## Exercise instructions
Images embedded in the records are excluded; print everything else exactly as given.

## The input
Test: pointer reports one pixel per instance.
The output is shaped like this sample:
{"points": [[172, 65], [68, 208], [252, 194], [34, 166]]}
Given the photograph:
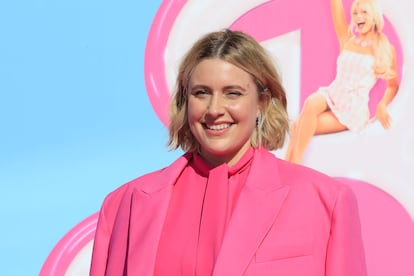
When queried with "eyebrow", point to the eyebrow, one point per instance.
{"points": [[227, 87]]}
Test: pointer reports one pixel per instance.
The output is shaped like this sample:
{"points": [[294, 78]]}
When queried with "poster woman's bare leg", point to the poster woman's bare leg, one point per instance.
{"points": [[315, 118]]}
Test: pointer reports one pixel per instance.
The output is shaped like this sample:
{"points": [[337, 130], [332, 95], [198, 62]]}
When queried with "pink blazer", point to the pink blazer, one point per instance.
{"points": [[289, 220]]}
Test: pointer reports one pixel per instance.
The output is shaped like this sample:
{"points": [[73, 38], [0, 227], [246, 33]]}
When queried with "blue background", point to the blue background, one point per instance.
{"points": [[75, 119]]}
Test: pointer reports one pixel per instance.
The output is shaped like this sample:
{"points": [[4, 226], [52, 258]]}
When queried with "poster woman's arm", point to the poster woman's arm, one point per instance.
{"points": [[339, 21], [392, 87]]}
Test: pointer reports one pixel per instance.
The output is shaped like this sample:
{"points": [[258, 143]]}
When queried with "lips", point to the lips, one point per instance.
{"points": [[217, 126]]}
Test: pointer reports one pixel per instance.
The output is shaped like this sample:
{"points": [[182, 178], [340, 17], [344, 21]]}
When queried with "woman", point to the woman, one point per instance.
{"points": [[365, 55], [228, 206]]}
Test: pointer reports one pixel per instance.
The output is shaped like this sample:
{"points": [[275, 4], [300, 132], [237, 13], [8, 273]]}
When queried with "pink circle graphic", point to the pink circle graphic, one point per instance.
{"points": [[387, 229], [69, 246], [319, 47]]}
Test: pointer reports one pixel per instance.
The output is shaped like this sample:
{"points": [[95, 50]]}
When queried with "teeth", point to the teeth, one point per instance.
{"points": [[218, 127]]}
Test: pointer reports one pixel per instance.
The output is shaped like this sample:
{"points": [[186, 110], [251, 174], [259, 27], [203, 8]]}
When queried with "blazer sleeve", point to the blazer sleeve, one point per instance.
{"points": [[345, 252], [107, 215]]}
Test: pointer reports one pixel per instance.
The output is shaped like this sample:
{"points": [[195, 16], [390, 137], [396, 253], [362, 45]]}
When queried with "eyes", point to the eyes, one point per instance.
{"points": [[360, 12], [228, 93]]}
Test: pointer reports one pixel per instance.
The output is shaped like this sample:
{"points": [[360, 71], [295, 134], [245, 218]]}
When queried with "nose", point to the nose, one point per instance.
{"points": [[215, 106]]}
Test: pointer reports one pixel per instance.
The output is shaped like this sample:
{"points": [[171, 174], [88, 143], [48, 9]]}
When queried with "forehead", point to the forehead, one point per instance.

## Final answer
Test: pointer reports one pixel per instance.
The output is shaped like this sample:
{"points": [[172, 65], [68, 208], [252, 194], [34, 166]]}
Given the photograph:
When queried with "eyebrow", point to the eyebrow, one point per instance.
{"points": [[227, 87]]}
Test: pointer reports one pixel per instance.
The output is shaped like this sample:
{"points": [[294, 78]]}
When queried with "poster woman's bare leg", point to the poster woman's bare leg, one point per instance.
{"points": [[315, 118]]}
Test: pointer reports one pixel per instance.
The output is shaped like this sample:
{"points": [[337, 130], [332, 95], [198, 62]]}
When queried with "pink blazer", point to the pink blazer, one point per instance.
{"points": [[289, 220]]}
Test: pointer reports one pixel per instance.
The output is shaped like this sample:
{"points": [[73, 38], [0, 227], [246, 33]]}
When queried with "blue background", point to the blue background, one point per instance.
{"points": [[75, 119]]}
Test: pointer reports one pixel per instance.
The output is shaped like this sample:
{"points": [[4, 226], [52, 258]]}
When queried with "poster woman's arm", point to the poster woman's arm, one point per instance.
{"points": [[339, 21], [392, 87]]}
Test: pointer reports one pixel per instance.
The output is shaped like this sample:
{"points": [[258, 143]]}
When queried with "lips", point to the lips, one point per instance.
{"points": [[217, 126]]}
Test: pointer reports one pixel per instance.
The output is shaped like this sample:
{"points": [[182, 178], [340, 17], [344, 21]]}
When queried with "woman", point to the woman, one point per instance.
{"points": [[365, 55], [228, 206]]}
Test: pointer reports one pixel per instance.
The output is shaped like this sample:
{"points": [[275, 4], [300, 132], [237, 13], [8, 273]]}
When queried with "pink circle graphic", point to the pink circle graphic, one point per instance.
{"points": [[387, 229], [69, 246], [319, 47]]}
Test: pointer reports one pixel per instance.
The output is shaped like this sample:
{"points": [[95, 50]]}
When queried with "teeth", point to the teeth, one point per instance.
{"points": [[218, 127]]}
Test: pointer reports one pixel per instance.
The output is shaped like this sample:
{"points": [[186, 110], [251, 174], [259, 27], [203, 8]]}
When queried with "blazer sleeve", point to the blazer sleeve, one point per instance.
{"points": [[345, 252], [107, 215]]}
Test: pointer reports one pixel per instance.
The output is shaped like this sample:
{"points": [[195, 16], [390, 137], [396, 253], [362, 45]]}
When queried with "eyes", point to the eyes, one point per instance.
{"points": [[360, 12], [228, 93]]}
Test: pointer reports one pixel per instance.
The output is shaped like this sample:
{"points": [[360, 71], [295, 134], [245, 218]]}
When queried with "nose", point to the nose, one point per instance.
{"points": [[215, 106]]}
Test: pointer reports one pixel per instance.
The output is shaped like this sample:
{"points": [[171, 174], [88, 143], [48, 9]]}
When queried with "forehead", point to the forehead, one point per instance.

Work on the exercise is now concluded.